| WHAT IS ASKED |
Copy out each line of the data below that contains the string "hill", and treat uppercase and lowercase letters as different.

| DATA SHOWN |
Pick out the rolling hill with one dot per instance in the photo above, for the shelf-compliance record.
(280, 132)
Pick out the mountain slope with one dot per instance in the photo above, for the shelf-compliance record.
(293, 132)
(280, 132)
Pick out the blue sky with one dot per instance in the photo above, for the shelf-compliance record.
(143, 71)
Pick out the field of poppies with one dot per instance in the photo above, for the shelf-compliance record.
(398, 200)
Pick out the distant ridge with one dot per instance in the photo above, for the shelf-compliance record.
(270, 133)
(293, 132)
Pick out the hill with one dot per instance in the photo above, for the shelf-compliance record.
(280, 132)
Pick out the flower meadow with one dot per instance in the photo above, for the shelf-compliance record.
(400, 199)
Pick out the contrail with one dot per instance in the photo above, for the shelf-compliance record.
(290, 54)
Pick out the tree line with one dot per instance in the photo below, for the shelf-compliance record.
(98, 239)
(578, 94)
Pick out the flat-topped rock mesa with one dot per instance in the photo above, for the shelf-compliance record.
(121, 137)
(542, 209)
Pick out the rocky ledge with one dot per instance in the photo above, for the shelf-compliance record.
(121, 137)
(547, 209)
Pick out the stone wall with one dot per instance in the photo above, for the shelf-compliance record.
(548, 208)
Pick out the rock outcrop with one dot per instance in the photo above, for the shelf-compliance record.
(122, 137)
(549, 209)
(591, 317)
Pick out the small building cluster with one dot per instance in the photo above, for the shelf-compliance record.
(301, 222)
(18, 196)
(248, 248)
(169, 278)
* * *
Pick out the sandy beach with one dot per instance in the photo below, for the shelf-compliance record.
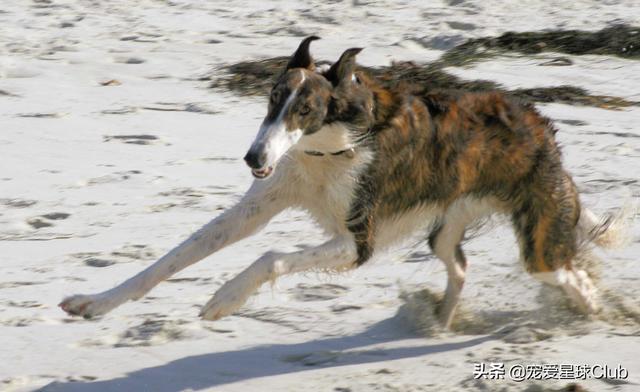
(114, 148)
==
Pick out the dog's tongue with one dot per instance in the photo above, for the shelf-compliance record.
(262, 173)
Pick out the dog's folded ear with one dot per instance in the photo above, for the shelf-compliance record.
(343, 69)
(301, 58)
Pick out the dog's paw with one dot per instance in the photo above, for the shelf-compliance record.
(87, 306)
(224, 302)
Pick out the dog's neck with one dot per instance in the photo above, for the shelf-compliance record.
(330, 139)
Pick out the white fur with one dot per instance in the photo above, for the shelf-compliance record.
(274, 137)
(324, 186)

| EXERCISE SOLUTION |
Pick out the rolling hill with one dot per instance in the photo above, for the shelf-compliance record.
Pick out the hill with one dot per instance in the photo above, for the shelf-compliance record.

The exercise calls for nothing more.